- [Written request]
Copy all of the records below verbatim, line for line.

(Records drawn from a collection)
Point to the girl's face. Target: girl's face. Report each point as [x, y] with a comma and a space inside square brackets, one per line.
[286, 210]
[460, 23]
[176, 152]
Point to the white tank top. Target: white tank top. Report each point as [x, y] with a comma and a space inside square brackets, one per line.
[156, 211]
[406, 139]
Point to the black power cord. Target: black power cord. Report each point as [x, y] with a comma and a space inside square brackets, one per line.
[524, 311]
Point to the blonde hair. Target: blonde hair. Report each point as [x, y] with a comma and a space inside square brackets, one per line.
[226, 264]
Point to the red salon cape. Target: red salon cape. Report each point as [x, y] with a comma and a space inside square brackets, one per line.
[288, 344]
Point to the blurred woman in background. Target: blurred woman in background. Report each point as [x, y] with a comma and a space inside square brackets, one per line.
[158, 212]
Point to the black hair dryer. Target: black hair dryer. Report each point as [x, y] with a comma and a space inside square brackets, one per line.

- [Response to this task]
Point to the girl's face. Target: girl's face. Report each point as [x, y] with a comma and a space inside square brackets, one per line.
[286, 210]
[460, 23]
[176, 152]
Point to the white tank top. Target: white tank top. Report each point as [x, y] with a comma and a space inside square brackets, one per line.
[156, 211]
[406, 139]
Point to the black power cord. Target: black power cord. Report each point as [x, y] with a comma and a space inside square brackets, one per line.
[524, 311]
Point to the blonde hair. Target: blonde hair. Report each point as [x, y] with a comma and a space inside square brackets, one per line.
[226, 264]
Point to the red salon cape. Target: red salon cape. Report each point as [x, y] with a comma and a space inside square brackets, one per line.
[288, 344]
Point to the blurred woman in background. Target: blurred woman in background. Report each point as [x, y] with a comma and a space inside square brackets, one per line.
[158, 212]
Point to the black hair dryer. Target: black hair dryer. Report each point as [x, y] with a comma and a space inside square brackets, one per line.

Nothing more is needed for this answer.